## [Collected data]
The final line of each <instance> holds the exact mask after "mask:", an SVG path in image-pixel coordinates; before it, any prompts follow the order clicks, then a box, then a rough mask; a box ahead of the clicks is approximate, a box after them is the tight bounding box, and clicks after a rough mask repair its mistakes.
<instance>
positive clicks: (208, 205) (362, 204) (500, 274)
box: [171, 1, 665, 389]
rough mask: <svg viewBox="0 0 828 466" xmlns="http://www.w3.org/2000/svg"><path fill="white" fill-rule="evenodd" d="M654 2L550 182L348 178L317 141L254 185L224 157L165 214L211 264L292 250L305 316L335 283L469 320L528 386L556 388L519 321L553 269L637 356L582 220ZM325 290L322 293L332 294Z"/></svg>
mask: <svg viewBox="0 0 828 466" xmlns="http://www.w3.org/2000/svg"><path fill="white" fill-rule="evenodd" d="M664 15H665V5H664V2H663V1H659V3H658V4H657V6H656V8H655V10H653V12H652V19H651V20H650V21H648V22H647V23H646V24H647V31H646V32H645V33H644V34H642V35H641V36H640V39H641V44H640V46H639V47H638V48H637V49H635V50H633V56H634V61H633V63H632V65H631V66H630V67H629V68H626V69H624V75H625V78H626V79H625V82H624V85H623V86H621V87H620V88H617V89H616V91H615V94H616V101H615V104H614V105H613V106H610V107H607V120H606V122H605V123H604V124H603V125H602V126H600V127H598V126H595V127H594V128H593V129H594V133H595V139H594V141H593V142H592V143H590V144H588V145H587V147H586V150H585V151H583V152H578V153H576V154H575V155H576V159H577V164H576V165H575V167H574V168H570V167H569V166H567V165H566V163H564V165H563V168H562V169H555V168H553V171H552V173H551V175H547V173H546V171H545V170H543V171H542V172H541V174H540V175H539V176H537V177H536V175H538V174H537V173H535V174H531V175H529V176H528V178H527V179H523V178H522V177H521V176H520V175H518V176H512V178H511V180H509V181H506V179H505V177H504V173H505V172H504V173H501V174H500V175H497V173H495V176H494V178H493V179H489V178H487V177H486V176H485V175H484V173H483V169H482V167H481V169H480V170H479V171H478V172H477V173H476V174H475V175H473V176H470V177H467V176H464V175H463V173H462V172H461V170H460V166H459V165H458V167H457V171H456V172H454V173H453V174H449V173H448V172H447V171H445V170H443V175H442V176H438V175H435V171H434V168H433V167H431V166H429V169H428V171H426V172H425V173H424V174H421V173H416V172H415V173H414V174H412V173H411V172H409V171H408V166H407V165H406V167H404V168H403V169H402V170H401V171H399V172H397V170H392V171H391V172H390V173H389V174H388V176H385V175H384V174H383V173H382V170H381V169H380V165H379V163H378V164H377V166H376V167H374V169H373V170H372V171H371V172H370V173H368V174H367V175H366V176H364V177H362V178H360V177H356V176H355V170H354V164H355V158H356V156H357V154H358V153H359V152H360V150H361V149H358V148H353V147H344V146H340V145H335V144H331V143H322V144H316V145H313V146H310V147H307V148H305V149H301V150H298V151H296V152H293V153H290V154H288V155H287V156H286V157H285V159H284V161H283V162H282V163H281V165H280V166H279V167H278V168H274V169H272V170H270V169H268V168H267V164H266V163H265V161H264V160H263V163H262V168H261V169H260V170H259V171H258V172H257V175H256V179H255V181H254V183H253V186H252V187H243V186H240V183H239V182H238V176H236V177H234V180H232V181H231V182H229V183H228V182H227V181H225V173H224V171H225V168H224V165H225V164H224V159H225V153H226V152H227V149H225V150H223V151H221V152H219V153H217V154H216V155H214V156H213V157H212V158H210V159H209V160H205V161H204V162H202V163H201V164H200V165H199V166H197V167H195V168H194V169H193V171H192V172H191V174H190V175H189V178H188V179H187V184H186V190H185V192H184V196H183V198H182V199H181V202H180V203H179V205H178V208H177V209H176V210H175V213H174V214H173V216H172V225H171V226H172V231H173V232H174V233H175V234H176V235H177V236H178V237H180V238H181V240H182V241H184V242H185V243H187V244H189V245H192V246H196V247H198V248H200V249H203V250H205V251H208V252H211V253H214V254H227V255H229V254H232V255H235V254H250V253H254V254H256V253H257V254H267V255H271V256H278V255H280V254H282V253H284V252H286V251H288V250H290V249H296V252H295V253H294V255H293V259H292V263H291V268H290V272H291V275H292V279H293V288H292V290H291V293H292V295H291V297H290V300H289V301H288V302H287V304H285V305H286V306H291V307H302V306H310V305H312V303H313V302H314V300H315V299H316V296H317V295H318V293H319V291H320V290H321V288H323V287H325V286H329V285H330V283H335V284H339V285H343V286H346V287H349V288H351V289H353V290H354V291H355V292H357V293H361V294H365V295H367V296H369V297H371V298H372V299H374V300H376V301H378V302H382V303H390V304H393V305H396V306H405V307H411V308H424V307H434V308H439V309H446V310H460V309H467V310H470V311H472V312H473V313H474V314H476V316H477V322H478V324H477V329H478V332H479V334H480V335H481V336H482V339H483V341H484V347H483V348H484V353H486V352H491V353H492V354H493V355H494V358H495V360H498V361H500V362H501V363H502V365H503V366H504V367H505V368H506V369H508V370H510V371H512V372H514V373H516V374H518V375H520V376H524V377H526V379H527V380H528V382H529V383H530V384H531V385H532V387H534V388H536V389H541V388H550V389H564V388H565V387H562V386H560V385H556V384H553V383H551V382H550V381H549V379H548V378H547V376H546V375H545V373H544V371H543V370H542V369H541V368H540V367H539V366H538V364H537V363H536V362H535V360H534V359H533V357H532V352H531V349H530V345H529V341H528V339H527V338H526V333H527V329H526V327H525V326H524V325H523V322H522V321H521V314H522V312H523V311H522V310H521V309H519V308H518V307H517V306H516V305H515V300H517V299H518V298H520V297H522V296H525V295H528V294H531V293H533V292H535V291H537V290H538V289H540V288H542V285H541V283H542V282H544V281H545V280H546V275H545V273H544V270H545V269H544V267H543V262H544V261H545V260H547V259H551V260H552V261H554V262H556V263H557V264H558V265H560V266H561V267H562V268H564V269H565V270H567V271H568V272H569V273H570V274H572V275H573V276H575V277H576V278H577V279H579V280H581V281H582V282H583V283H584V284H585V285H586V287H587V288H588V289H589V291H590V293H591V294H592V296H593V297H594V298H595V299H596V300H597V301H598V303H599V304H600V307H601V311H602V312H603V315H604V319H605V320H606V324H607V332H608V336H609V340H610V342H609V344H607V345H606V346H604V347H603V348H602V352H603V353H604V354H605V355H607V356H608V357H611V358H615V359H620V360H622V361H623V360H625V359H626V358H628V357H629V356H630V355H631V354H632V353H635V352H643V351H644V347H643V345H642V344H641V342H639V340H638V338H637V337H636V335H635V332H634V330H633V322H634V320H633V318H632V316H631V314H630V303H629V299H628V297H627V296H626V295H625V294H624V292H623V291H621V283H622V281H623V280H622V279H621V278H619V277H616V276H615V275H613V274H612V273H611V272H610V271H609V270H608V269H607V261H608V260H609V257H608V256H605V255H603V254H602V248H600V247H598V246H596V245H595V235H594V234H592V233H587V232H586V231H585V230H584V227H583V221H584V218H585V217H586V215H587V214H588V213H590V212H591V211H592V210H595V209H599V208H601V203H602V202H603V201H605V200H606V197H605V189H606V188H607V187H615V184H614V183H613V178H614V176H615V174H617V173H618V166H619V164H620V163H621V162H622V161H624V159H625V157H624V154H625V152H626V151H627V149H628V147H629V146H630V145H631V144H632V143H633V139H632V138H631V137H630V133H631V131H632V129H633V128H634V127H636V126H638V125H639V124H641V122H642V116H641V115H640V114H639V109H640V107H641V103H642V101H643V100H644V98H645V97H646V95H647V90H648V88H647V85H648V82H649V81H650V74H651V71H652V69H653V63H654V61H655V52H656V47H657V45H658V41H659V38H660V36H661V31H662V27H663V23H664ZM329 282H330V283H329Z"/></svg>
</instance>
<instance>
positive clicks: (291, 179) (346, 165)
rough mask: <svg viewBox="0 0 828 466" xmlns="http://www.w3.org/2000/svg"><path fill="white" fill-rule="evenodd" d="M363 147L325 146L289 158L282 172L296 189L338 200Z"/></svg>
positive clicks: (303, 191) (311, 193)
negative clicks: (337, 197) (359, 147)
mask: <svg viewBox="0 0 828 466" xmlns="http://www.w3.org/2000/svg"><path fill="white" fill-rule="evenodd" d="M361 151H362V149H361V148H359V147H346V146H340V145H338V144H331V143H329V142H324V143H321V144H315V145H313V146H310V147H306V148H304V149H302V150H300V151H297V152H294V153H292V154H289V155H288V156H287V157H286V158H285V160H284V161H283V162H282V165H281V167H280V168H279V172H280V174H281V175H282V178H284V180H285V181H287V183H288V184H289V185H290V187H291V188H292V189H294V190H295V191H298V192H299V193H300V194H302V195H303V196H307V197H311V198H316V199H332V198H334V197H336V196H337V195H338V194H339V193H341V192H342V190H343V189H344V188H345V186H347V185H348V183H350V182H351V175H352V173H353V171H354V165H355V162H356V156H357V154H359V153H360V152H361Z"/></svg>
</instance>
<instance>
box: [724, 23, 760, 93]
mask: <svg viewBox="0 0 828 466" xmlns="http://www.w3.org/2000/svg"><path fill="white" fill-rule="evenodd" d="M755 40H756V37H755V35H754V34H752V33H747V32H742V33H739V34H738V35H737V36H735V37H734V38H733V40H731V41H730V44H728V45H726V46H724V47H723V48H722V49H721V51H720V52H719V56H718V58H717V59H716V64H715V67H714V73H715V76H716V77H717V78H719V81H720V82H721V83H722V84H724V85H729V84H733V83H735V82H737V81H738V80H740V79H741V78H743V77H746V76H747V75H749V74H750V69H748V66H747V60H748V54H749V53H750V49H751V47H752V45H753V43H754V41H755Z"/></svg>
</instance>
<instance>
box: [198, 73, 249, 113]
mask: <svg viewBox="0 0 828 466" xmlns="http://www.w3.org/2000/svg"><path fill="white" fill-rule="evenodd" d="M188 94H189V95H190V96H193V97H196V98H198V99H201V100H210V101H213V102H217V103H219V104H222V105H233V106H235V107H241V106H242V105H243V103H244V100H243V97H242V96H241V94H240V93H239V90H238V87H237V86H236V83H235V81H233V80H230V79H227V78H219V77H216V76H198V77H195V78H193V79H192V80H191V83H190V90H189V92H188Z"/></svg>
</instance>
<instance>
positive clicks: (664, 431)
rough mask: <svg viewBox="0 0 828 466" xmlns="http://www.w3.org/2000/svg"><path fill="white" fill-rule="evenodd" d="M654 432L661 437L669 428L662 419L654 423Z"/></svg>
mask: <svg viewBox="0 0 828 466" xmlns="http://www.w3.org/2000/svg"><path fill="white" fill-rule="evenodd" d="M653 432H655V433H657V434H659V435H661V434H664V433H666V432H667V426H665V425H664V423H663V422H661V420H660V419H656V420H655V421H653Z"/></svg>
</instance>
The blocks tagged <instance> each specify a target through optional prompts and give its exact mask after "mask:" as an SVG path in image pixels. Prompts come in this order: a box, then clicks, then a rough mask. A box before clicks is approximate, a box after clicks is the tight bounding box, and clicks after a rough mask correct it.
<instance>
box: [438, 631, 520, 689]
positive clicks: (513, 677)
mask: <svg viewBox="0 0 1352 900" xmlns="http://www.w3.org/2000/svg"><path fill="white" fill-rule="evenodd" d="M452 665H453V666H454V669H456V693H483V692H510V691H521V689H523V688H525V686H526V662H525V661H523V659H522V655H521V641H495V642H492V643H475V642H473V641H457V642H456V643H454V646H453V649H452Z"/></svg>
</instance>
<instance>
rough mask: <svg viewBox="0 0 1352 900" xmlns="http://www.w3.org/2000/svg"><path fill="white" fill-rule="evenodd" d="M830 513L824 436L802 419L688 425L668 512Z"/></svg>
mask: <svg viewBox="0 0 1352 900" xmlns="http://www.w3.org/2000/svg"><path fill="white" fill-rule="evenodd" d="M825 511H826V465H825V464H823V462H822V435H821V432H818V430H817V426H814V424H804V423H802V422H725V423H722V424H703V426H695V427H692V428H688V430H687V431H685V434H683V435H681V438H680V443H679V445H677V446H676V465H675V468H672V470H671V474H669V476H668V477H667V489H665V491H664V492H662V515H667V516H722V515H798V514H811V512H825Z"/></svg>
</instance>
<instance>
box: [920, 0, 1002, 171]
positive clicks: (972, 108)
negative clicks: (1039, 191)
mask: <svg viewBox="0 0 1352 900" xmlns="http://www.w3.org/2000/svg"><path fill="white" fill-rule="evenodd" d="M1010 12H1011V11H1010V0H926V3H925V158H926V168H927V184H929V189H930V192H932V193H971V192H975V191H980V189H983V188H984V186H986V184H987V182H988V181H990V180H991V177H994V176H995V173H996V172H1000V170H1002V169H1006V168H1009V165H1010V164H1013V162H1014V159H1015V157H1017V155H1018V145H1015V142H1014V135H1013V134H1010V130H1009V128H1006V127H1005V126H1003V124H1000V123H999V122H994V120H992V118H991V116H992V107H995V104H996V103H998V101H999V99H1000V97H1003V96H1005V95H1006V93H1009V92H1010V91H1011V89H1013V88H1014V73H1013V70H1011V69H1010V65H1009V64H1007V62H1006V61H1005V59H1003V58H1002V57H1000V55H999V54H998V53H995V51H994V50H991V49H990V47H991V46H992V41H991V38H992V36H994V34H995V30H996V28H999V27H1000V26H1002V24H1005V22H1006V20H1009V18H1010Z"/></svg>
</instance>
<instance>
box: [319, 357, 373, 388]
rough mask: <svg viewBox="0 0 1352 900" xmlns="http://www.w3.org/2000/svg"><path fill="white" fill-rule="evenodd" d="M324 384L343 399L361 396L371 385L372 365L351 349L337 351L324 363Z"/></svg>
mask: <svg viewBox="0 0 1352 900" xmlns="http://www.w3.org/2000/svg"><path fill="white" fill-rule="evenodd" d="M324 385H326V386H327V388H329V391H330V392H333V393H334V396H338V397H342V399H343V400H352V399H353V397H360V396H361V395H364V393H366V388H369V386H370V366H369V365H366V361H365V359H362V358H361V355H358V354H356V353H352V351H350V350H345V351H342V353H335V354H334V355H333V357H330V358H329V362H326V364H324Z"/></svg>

## [WHAT TO WORK ON]
Wherever the word "order" turns up in a line of the entries above, copy that line.

## [SOLUTION]
The final line of each <instance> holds the exact mask after "mask:", an SVG path in image-pixel coordinates; before it, any prompts follow the order clicks, then a box, then a rough mask; a box ahead of the clicks is approximate, a box after them is the tight bounding box, and clicks after a rough mask repair its mistakes.
The blocks tagged <instance> each specify a target through optional prompts and give its exact mask after "mask:" as an SVG path in image pixels. Prompts come in this order: a box, then clicks, then a rough mask. A box before clicks is approximate, a box after clicks is the tight bounding box, and clicks after a rough mask correct it.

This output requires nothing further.